WHAT IS EXPECTED
Return the data below exactly, but only from the line containing "Target: person's hand" through the line containing "Target: group of people", with both of those lines included.

RECORDS SHOWN
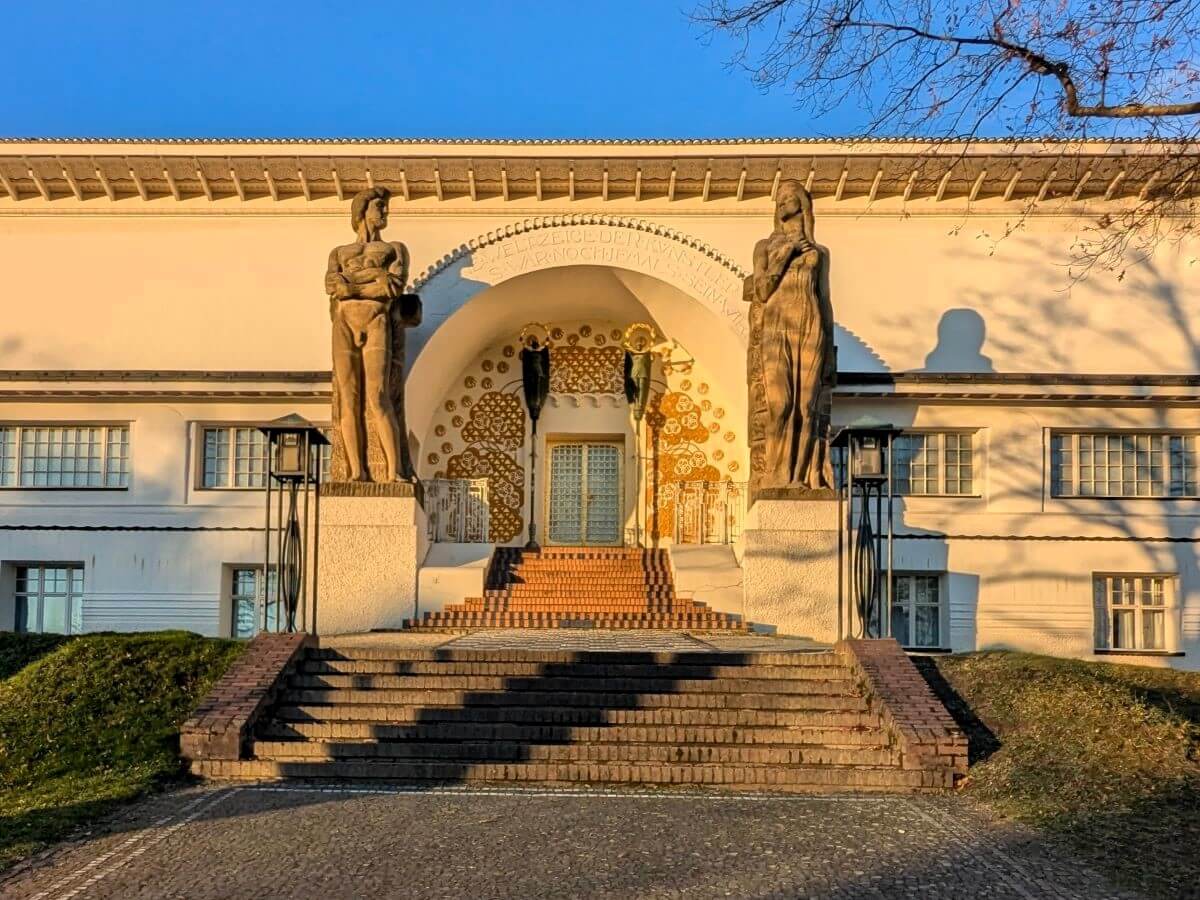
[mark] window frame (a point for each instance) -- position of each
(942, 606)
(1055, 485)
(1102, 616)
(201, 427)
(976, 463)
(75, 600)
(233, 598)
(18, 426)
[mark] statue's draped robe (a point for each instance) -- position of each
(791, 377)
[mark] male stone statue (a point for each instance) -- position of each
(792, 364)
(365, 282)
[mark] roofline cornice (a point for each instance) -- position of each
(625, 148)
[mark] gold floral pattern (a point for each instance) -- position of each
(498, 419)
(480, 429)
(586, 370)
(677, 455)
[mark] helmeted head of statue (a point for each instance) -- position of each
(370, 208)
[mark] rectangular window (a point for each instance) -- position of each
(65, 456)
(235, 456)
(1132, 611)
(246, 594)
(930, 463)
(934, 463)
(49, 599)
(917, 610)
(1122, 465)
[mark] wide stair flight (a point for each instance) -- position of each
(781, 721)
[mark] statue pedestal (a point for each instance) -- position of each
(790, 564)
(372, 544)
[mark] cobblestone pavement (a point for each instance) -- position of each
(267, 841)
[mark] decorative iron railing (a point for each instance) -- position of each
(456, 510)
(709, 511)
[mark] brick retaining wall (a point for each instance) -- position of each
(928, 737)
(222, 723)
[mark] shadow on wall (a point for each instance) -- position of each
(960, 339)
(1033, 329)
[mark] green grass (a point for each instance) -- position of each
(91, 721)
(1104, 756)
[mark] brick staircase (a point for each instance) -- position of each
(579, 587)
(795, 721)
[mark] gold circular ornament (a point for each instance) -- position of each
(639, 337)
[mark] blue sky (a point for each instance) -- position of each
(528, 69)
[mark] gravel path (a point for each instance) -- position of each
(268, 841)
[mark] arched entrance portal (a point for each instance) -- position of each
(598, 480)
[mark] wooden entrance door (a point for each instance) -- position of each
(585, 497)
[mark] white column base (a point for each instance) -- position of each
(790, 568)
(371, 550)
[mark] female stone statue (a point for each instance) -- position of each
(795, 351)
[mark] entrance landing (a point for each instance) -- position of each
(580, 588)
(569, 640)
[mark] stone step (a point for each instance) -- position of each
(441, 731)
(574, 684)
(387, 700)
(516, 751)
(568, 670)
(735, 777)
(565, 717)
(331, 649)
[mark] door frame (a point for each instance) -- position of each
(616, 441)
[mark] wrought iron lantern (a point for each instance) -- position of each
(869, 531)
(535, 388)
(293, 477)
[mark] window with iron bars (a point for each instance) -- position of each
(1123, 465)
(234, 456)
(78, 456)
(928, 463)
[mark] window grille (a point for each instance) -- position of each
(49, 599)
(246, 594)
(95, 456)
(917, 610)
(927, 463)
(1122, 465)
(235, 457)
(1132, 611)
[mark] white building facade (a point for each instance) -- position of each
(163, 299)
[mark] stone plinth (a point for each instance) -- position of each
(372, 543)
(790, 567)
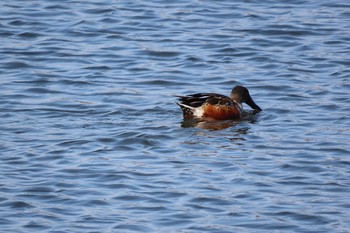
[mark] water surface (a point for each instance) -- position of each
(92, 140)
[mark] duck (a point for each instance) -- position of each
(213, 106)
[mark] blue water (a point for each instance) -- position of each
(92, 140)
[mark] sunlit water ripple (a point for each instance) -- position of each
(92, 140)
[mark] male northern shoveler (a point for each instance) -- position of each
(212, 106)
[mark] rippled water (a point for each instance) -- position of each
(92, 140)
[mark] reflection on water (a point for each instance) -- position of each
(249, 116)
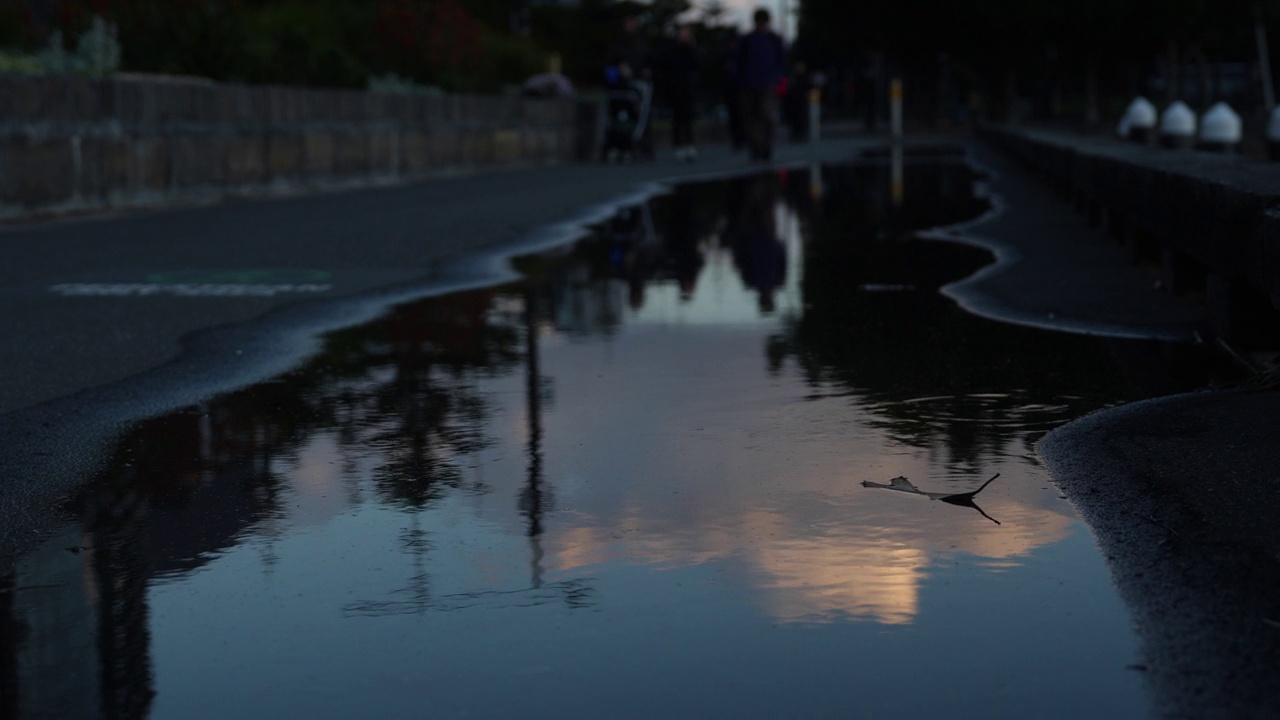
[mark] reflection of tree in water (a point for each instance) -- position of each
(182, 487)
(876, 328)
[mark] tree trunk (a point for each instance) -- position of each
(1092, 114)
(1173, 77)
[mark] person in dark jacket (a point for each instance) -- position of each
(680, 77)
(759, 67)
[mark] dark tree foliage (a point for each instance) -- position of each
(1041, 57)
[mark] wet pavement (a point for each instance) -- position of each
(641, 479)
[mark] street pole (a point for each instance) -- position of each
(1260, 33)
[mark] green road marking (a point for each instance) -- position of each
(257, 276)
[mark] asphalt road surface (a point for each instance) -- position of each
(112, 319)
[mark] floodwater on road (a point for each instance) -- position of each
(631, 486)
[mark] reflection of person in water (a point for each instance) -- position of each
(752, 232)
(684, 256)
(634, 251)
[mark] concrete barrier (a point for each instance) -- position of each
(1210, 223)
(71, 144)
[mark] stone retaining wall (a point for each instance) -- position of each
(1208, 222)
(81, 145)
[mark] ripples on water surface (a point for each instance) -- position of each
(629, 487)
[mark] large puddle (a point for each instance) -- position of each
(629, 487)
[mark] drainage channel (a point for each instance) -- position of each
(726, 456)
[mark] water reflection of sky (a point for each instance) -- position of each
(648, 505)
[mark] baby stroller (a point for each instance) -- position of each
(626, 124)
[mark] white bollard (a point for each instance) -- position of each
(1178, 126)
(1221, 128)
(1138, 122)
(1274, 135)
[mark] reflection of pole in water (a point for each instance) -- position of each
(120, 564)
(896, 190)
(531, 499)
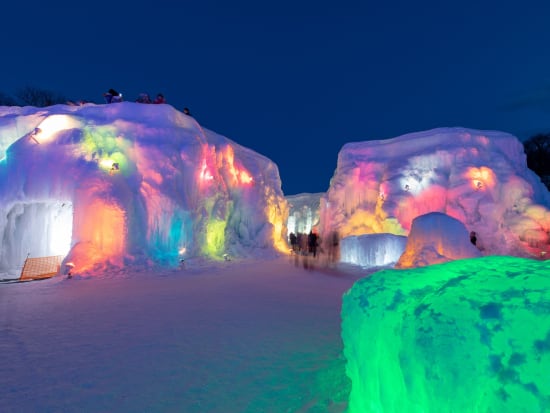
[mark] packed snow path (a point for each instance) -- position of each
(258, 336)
* * *
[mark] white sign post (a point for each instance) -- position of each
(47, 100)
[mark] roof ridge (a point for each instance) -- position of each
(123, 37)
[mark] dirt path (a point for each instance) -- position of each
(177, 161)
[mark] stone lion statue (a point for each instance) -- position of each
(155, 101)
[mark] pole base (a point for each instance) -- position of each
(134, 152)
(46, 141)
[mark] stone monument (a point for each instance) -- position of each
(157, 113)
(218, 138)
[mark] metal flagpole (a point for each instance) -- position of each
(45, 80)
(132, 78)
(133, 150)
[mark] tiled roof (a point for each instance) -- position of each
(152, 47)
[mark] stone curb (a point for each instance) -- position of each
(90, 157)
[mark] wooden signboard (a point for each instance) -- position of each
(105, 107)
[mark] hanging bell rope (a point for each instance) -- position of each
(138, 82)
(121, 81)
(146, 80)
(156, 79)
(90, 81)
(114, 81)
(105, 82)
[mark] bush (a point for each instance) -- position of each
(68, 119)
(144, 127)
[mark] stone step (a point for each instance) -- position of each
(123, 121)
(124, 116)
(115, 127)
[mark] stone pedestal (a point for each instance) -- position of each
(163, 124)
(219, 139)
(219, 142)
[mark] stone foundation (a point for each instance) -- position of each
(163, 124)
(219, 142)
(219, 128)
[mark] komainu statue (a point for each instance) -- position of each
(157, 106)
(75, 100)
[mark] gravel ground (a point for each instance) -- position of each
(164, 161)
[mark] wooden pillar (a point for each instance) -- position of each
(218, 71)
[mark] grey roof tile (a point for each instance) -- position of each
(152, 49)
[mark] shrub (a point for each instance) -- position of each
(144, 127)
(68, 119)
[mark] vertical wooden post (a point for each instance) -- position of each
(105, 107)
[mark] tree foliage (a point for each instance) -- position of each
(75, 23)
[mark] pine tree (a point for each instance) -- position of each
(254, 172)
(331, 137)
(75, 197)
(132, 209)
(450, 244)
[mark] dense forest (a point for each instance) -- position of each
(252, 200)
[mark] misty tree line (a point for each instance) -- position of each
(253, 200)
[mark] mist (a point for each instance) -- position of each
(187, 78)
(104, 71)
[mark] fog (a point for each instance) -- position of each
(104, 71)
* * *
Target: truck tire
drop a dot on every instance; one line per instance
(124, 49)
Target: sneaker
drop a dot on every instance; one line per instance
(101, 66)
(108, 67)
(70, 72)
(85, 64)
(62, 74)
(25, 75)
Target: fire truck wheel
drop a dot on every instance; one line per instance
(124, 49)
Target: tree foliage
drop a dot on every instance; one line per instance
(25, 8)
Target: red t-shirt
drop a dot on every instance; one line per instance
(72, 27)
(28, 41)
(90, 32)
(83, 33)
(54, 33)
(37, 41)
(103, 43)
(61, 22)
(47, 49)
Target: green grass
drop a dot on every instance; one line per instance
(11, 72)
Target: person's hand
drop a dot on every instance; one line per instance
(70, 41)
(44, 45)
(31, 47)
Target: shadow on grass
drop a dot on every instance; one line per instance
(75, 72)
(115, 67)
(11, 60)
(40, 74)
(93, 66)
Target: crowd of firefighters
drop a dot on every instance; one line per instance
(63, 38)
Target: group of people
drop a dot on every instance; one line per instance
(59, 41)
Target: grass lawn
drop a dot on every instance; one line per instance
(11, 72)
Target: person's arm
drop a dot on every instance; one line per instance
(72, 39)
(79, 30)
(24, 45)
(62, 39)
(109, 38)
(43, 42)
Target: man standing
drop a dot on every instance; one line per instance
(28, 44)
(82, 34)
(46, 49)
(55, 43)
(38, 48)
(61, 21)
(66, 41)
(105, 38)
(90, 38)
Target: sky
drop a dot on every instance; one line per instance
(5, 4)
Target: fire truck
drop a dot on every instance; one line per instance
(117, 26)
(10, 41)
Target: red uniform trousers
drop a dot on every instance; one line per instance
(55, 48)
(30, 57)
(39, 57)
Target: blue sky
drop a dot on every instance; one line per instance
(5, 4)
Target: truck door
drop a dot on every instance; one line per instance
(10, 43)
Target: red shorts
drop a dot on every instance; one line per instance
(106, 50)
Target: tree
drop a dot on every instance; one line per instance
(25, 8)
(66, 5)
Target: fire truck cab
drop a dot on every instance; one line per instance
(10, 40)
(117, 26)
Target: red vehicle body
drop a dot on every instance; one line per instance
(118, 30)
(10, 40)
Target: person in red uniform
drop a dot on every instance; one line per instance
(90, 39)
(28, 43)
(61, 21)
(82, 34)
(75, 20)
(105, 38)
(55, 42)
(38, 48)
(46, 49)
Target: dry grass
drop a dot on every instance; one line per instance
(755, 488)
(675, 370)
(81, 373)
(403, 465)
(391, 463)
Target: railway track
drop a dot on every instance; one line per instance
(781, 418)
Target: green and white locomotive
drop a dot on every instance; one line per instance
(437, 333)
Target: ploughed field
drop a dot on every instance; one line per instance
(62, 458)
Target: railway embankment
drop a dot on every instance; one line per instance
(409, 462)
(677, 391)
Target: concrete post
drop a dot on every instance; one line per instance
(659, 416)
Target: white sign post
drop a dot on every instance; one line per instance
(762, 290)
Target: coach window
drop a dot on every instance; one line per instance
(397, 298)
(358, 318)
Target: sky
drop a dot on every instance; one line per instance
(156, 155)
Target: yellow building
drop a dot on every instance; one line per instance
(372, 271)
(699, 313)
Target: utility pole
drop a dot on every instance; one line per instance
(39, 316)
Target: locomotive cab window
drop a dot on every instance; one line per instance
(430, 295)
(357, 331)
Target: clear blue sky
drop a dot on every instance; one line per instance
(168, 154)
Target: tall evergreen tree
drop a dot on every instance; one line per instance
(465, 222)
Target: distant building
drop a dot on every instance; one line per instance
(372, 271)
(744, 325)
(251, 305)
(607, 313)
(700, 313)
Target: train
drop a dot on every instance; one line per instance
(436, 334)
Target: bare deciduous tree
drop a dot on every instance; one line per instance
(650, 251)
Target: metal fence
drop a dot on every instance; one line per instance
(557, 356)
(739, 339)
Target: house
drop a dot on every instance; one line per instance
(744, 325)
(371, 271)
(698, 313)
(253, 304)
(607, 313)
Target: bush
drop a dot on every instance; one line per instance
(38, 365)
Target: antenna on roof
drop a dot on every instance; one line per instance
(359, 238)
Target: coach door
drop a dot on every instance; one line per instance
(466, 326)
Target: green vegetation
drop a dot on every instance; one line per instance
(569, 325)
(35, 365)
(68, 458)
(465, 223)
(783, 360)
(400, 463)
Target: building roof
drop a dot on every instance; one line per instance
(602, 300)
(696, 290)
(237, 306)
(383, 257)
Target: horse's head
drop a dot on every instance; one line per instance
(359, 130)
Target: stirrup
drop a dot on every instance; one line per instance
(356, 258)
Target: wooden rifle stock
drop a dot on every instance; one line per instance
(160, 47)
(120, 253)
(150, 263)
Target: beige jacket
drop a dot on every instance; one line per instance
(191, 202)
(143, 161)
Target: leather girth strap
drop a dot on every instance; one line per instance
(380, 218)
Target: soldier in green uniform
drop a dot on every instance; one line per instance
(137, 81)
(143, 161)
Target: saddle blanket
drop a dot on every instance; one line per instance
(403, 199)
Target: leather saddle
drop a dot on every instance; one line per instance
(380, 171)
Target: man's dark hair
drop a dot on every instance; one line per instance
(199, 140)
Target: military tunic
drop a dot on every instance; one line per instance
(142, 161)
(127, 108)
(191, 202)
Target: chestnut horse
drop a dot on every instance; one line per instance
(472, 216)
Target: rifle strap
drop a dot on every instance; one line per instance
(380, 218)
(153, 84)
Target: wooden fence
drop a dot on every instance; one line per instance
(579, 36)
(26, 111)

SOLUTION FOR THIS TASK
Target: person's hand
drop a dot on every instance; one line per instance
(70, 41)
(44, 45)
(31, 47)
Target: shadow on grass
drop a dot on every instance; one line per instance
(75, 72)
(115, 67)
(11, 60)
(40, 74)
(93, 66)
Target: crowd of firefighters
drop a dot on every instance; one line per instance
(63, 38)
Target: group of people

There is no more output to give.